— Problem to solve —
Reproduce the rows from the line with "If you could tag each instance of the bus body" through the end of the rows, swapping "body panel" for "side panel" and leaving everything else unchanged.

— Material for this task —
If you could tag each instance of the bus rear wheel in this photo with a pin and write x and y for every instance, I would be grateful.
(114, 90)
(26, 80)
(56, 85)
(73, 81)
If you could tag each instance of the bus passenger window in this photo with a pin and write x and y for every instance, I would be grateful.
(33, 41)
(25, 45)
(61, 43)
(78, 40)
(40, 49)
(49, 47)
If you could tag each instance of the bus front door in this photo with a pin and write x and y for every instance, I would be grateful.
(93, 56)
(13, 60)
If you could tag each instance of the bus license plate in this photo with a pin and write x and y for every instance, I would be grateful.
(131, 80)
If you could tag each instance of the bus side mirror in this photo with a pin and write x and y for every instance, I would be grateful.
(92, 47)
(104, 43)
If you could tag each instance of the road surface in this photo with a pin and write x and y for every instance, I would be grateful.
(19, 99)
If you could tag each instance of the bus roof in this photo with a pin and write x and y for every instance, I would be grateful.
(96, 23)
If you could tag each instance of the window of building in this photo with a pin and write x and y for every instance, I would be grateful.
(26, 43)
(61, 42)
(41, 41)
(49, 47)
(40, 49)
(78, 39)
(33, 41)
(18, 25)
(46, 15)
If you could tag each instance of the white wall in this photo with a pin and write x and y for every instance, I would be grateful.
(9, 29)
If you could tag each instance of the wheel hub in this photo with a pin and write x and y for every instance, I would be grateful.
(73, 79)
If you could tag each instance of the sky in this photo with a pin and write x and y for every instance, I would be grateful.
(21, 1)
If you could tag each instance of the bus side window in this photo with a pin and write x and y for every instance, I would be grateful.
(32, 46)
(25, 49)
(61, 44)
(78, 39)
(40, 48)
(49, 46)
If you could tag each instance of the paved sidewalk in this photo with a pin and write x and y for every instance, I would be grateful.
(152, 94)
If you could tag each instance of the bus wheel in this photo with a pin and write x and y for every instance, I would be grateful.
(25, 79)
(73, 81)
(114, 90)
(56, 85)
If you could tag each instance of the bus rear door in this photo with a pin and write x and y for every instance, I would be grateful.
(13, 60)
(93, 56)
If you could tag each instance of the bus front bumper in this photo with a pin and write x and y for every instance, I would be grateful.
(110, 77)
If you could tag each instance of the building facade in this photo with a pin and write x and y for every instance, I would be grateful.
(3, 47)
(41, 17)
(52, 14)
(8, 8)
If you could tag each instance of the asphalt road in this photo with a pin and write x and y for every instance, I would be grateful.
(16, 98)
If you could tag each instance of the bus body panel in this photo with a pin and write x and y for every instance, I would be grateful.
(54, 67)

— Answer to the problem —
If you could tag each instance of the bus side panel in this photo with a pin and write x and y for every instance, I would be grateful.
(54, 67)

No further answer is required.